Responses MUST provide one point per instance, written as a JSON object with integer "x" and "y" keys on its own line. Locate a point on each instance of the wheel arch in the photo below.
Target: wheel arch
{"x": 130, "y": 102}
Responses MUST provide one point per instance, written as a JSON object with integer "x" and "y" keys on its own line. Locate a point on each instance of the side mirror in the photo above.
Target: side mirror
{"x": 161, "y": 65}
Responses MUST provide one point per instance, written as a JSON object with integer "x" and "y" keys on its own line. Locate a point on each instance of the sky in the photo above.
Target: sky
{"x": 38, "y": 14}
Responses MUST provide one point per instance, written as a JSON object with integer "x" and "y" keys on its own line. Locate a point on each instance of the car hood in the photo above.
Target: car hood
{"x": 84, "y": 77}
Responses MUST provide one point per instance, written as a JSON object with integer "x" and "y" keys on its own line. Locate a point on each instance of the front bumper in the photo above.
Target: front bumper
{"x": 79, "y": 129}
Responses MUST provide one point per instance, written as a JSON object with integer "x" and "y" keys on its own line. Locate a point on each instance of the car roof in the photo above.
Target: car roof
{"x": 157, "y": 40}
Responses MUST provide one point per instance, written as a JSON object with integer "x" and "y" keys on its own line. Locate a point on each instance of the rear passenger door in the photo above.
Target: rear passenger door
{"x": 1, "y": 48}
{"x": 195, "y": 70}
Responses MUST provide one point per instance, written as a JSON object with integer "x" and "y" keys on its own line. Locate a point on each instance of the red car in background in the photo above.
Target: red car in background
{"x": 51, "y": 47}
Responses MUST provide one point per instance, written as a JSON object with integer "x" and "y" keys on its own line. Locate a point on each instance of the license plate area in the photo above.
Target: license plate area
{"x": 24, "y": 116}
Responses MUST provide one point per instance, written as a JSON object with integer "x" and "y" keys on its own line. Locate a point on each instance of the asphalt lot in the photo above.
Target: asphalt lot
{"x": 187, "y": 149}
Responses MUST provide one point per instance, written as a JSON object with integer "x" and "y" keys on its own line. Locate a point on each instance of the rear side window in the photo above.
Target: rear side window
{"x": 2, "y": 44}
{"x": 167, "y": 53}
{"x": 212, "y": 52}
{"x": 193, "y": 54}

* * *

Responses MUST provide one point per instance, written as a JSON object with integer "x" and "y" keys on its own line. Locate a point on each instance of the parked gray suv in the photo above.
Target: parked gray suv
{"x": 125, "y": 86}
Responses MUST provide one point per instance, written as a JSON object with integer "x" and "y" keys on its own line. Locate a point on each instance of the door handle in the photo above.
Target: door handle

● What is being asked: Return, unchanged and word for word, the listing's lines from the one that contains "suv in the photo above." through the one that contains "Target: door handle", including both of those lines.

● The solution:
Responses MUST provide one point per instance, written as a JSON object with integer "x" and "y" keys on its own line. Locate a point on each instance of the parked gray suv in the photo above.
Target: parked gray suv
{"x": 125, "y": 86}
Responses MUST provide one point per instance, written as a JSON object with integer "x" and "y" keys on its own line. Locate a point on each instance of the door handle in the photo above.
Target: door handle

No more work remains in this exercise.